__GIVEN ENTRIES__:
┄┄┄┄┄┄┄┄┄┄
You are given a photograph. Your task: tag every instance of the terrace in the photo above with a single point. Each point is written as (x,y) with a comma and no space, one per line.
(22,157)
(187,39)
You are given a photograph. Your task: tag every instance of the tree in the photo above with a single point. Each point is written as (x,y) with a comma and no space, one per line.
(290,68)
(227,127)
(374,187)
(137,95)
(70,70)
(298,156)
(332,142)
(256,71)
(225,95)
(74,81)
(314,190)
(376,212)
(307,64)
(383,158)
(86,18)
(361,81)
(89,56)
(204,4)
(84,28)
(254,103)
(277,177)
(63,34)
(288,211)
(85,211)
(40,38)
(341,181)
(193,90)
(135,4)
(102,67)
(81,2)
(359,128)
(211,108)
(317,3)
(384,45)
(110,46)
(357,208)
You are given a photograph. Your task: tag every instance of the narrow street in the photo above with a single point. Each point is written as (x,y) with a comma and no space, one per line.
┄┄┄┄┄┄┄┄┄┄
__INSTRUCTIONS TO FOLLOW__: From the line holding "of the tree" through the final line of the data above, copy every line exactly as written. Include nothing else.

__TASK RESULT__:
You are given a photograph. Your task: tag every instance of the tree in the photo above with a single point. Each point is written as (x,y) with a comma and no space, one per line.
(290,68)
(227,127)
(374,187)
(137,95)
(70,70)
(298,156)
(332,142)
(256,71)
(225,95)
(74,81)
(314,190)
(376,212)
(307,64)
(383,158)
(86,18)
(361,81)
(89,56)
(204,4)
(84,28)
(254,103)
(277,177)
(63,34)
(288,211)
(85,211)
(40,38)
(341,181)
(193,90)
(135,4)
(102,67)
(81,2)
(359,128)
(211,108)
(317,3)
(384,45)
(110,46)
(357,208)
You are given a photograph. Your task: tag every instance of the narrow street in the photo above with a single point. Each point is written as (x,y) with a comma and no space, one per line.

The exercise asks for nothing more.